Records from a data source:
----
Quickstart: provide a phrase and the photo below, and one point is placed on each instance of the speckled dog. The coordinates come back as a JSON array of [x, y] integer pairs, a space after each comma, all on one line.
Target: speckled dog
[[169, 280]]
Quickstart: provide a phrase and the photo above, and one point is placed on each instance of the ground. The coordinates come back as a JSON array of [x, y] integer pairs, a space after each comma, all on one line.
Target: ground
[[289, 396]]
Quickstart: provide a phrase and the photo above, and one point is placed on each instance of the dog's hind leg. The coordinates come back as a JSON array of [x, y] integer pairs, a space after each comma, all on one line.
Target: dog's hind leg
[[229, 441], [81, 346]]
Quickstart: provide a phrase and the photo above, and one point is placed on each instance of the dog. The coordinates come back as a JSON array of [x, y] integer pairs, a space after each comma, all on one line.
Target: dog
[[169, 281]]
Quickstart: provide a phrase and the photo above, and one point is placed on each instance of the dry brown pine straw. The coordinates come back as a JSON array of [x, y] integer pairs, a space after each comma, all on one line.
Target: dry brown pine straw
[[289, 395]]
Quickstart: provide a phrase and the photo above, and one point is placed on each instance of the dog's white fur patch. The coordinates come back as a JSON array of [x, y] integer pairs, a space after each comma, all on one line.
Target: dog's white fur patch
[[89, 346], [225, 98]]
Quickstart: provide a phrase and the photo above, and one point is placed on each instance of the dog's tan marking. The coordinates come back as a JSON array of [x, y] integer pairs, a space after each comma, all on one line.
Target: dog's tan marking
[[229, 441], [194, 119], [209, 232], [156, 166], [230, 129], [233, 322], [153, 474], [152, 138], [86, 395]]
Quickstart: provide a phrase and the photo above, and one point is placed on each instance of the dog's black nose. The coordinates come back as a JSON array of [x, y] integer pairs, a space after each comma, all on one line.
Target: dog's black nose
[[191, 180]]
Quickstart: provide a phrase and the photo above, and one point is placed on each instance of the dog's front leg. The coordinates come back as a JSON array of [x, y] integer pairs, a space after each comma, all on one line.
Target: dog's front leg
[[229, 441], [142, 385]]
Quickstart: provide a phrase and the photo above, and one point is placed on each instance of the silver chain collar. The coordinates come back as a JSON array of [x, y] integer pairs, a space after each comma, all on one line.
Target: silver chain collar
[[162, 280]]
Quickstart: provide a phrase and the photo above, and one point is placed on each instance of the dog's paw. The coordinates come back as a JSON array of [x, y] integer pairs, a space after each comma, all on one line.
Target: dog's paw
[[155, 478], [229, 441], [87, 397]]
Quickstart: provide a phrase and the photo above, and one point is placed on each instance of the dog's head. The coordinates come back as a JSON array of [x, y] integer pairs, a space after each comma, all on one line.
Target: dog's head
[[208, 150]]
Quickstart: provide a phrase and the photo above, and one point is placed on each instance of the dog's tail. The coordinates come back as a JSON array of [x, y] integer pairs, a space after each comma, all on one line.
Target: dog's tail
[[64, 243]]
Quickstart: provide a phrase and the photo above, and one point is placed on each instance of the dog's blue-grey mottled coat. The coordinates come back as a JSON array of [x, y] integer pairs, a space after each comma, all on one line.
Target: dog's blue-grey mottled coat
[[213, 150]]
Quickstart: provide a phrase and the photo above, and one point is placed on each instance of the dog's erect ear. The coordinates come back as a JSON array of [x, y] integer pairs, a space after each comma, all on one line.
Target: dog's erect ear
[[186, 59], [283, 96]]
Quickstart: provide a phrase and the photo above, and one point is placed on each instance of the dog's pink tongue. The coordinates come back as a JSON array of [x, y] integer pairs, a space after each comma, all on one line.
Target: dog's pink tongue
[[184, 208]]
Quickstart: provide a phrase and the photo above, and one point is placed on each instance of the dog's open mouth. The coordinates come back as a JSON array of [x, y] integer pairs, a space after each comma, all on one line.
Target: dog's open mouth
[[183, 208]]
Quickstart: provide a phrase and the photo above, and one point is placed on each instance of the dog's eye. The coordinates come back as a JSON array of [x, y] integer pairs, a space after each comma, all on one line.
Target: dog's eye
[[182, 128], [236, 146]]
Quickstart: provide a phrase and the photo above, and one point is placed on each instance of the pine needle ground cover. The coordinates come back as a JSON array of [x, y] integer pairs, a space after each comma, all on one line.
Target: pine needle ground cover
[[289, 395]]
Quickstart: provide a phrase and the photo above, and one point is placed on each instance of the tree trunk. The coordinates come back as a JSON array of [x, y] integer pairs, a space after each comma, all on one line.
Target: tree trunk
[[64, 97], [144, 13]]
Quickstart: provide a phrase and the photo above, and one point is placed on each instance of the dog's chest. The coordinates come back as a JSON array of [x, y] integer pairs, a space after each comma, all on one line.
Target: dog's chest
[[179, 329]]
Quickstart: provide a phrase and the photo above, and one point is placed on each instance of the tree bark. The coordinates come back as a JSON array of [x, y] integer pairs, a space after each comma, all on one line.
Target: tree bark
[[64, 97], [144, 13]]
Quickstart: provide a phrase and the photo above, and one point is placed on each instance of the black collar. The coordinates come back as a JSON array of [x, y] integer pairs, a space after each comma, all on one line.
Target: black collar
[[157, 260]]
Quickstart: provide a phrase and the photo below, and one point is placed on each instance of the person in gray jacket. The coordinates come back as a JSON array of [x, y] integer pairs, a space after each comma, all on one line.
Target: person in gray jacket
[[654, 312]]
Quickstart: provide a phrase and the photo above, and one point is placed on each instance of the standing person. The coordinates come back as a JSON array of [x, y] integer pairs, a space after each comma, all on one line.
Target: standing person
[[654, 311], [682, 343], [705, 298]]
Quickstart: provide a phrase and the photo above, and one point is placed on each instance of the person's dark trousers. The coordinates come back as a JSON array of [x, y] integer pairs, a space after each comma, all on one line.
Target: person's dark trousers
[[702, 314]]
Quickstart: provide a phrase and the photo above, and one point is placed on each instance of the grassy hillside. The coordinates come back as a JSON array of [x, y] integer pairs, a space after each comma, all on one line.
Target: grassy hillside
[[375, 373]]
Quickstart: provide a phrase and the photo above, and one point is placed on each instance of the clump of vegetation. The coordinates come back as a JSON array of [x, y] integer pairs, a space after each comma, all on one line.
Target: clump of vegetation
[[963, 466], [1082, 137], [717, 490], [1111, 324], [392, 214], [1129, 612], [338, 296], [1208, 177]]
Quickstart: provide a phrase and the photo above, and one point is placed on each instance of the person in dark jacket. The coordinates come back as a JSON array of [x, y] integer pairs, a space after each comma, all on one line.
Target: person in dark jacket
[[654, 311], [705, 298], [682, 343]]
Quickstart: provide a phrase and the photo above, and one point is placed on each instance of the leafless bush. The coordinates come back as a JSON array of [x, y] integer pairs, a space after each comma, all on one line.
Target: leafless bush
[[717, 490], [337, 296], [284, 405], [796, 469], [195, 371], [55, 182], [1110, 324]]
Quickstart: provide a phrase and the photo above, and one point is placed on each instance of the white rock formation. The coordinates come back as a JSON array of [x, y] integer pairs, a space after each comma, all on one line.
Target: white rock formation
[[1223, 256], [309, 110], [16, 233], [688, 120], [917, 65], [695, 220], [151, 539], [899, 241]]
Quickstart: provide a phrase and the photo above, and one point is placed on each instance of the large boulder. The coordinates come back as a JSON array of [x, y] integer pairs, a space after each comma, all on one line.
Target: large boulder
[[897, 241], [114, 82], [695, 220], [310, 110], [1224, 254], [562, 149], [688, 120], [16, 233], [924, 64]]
----
__Work to complete__
Reproduce every line of the records above verbatim.

__In response__
Quickstart: provide a phrase and the photo below, and one point is placed on each instance of the speckled dog. The coordinates come back as a JSON array of [x, y] integer pairs, a space after each comma, all on one line.
Target: speckled dog
[[169, 280]]
Quickstart: provide a phrase and the photo above, and one point is placed on each instance of the ground. The coordinates come back as a JSON array of [x, y] integer pairs, a space after each comma, all on one line.
Target: ground
[[289, 396]]
Quickstart: provide a phrase and the photo above, and one point is placed on each instance of the dog's hind leg. The coordinates come back as a JSON array of [x, y] integer pairs, a space after each comma, all on one line.
Target: dog's hind leg
[[229, 441], [81, 346]]
Quickstart: provide a phrase and the photo above, and one point is placed on each instance of the dog. The coordinates come back as a JSON array of [x, y] integer pairs, a space after each comma, all on one line.
Target: dog
[[169, 281]]
Quickstart: provide a phrase and the photo above, and one point is placed on each instance of the dry brown pine straw. The coordinates come back as a JSON array of [x, y] integer pairs, a space after each comma, all on one line.
Target: dry brown pine straw
[[289, 395]]
Quickstart: provide a phrase and the photo above, and one point is placed on each instance of the dog's white fur patch. The coordinates come back as a JSON array of [x, y] integer pairs, a space after each comma, all on one line.
Target: dog's white fur patch
[[89, 346], [225, 98]]
Quickstart: provide a phrase and the photo above, and one point is placed on each instance of the dog's tan marking. The coordinates come back as a JSON array of [x, y] integer pairs, a space after each comma, all on one line.
Target: dog's tan marking
[[229, 441], [194, 119], [209, 232], [156, 166], [230, 129], [233, 322], [153, 474], [152, 138], [86, 395]]
Quickstart: provide a phrase and the photo above, and one point is placed on each instance of the dog's black nose. The coordinates come back as a JSON array of [x, y] integer pairs, a space after each comma, all on one line.
Target: dog's black nose
[[191, 180]]
Quickstart: provide a phrase and the photo above, and one point is placed on each instance of the dog's front leg. The coordinates come back as a JSON array of [x, y] integer pairs, a space after each comma, all on one line.
Target: dog's front leg
[[229, 441], [142, 385]]
Quickstart: provide a phrase and the photo above, and one point is placed on each instance of the silver chain collar. The coordinates come back as a JSON array of [x, y] integer pairs, a space after each comma, all on one line.
Target: silver chain collar
[[162, 280]]
Quickstart: provide a phrase and the photo above, and one point is placed on each instance of the dog's paw. The coordinates come back as a JSON array of [x, y] integer pairs, a space after each comma, all on one line.
Target: dog's paw
[[155, 478], [229, 441], [87, 397]]
Quickstart: provide a phrase and the photo above, and one point is placed on each instance of the dog's head. The coordinates come back as a JSON array of [x, y] integer pairs, a space after each comma, all on one line.
Target: dog's head
[[208, 150]]
Quickstart: provide a phrase and the photo above, and one point is placed on each instance of the dog's tail. The coordinates come back as a JSON array of [x, y] integer pairs, a space after each comma, all on one line.
Target: dog's tail
[[64, 243]]
Quickstart: provide a phrase and the photo above, and one point is placed on each instance of the dog's blue-grey mottled coat. The coordinates come back as a JSON array of [x, y] integer pairs, a space after each comma, all on one line.
Target: dog's blue-grey mottled coat
[[213, 150]]
Quickstart: provide a phrase and the photo above, and one point is placed on each instance of the dog's erect ear. The coordinates come back as a JSON array of [x, y] integer pairs, a space after each comma, all on one line.
Target: dog's erect ear
[[186, 59], [283, 96]]
Quickstart: provide a phrase and the photo above, and one point is placed on each instance of the dog's pink tongue. The coordinates come back as a JSON array of [x, y] integer pairs, a space after each comma, all on one line.
Target: dog's pink tongue
[[184, 208]]
Quickstart: provide a phrase and the photo above, and one point is placed on each instance of the dog's open mouth. The coordinates come back as a JSON array of [x, y] integer pairs, a space after each comma, all on one line.
Target: dog's open mouth
[[183, 208]]
Quickstart: provide a phrase and the photo above, and one point is placed on each instance of the dog's eye. The coordinates come back as a JSON array of [x, y] integer pairs, a space after each comma, all on one line.
Target: dog's eye
[[182, 128], [236, 146]]
Quickstart: provide a phrase and the photo above, and one point is placed on each instance of the pine needle ground cover. The coordinates come back as a JSON array of [x, y] integer pairs, a space after each comma, all on one line.
Target: pine needle ground cover
[[289, 395]]
Quickstart: provide a phrase and the photo above, and one point is placed on each instance of the tree trunk. The coordinates come back as a JSON array of [x, y] integer pairs, a space after each comma, all on one line.
Target: tree trunk
[[64, 97], [144, 13]]
Quickstart: provide a phrase and the photo above, and one point is placed on each instance of the dog's chest. The coordinates come back as a JSON array of [x, y] integer pairs, a space after each comma, all on one line.
Target: dog's chest
[[179, 329]]
Quickstart: provide a phrase and the photo above, and one point is placed on each instance of the tree bark. The coordinates come back as a JSON array of [x, y] integer pairs, a space after each comma, all on one line.
Target: tree bark
[[64, 97], [144, 13]]
Quickstart: provide a phrase and the photo above, and one point is placed on each instance of the black collar. The coordinates come back as a JSON array of [x, y] integer pairs, a space after each comma, all on one line.
Target: black collar
[[157, 260]]
Quickstart: provide a phrase and the photo below, and one point is placed on each instance of the person in gray jacket. The coordinates come back as a JSON array of [x, y] integer pairs, a space after each comma, all on one line.
Target: person in gray jacket
[[654, 312]]
Quickstart: provide a phrase and the photo above, and one point is placed on each instance of the standing person. The coordinates come back as a JSON array of [x, y] integer pairs, a space after each comma, all on one line.
Target: standing person
[[654, 311], [682, 343], [705, 298]]
Quickstart: provide a phrase and the photo above, and one point is placed on each instance of the person's dark trousers. The coordinates come back as a JSON array of [x, y] integer pairs, a space after each comma, all on one line.
Target: person's dark trousers
[[702, 314]]
Quickstart: provide a phrase and the photo above, and one point is placed on each instance of the grassy hillside. The coordinates come back as a JSON array of [x, y] integer pairs, a space after each comma, all on one line.
Target: grassy hillside
[[375, 373]]
Quickstart: provide a phrase and the photo above, and one point is placed on each instance of the clump of vegetation. The coordinates come back as a JSON array of [x, y] integer pairs, a space after each comma, all on one line.
Target: clump of vegetation
[[963, 466], [1082, 137], [717, 490], [1111, 324], [392, 214], [1129, 612], [338, 296], [1208, 177]]
Quickstart: provide a phrase and the photo above, and one point is placed on each instance of the person in dark jacket. The coordinates come back as a JSON array of [x, y] integer pairs, a space after each comma, all on one line.
Target: person in dark jacket
[[654, 311], [705, 298], [682, 343]]
Quickstart: provide a phrase and the photo above, and one point is placed on each instance of the leafless bush. The coordinates come back as a JSON array of [x, y] integer pairs, a space after each comma, all on one line.
Target: leafless bush
[[717, 490], [337, 296], [284, 405], [796, 469], [195, 371], [55, 182], [1110, 324]]
Quickstart: provide a phrase and the photo above, and one point is placed on each instance of the white rock formation. The coordinates come back as a JSON array of [x, y] integer pairs, a space after each comma, all on one line.
Target: white rock formation
[[1223, 256], [309, 110], [16, 233], [688, 120], [917, 65], [695, 220], [151, 539], [899, 241]]
Quickstart: provide a phrase and the photo above, and one point is placed on each instance of the large boulder. The coordinates come back as a JSON array of [x, y] integer pairs, a space after each comma, all on one line.
Target: large boulder
[[897, 241], [114, 82], [695, 220], [310, 110], [1224, 254], [562, 149], [688, 120], [16, 233], [924, 64]]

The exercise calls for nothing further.